■ STATED GOAL ■
Pull out every row that contains the string "outline" and copy each one in full. Matching is case-sensitive.

■ RECORDS SHOWN ■
▼▼▼

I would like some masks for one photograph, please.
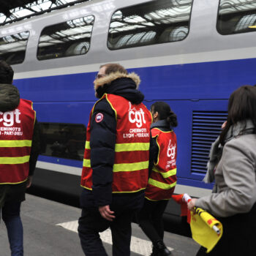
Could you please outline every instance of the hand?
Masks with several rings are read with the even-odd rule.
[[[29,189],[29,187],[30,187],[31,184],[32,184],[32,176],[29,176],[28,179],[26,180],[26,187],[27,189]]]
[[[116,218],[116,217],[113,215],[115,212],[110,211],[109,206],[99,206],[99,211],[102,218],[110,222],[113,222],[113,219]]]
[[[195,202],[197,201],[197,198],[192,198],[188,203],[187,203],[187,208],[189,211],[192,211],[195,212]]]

▲▲▲
▼▼▼

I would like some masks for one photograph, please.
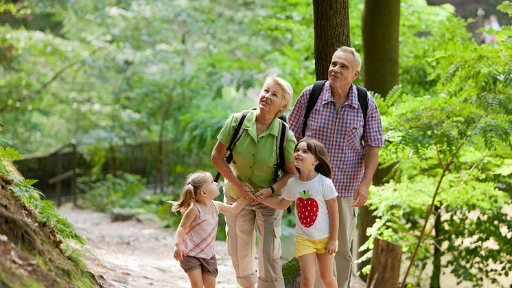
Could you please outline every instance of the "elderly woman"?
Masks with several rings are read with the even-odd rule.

▲▲▲

■ WRITTEN ANSWER ■
Could you please outline every instance of the hand?
Could you please outline every instance of the "elderly woman"?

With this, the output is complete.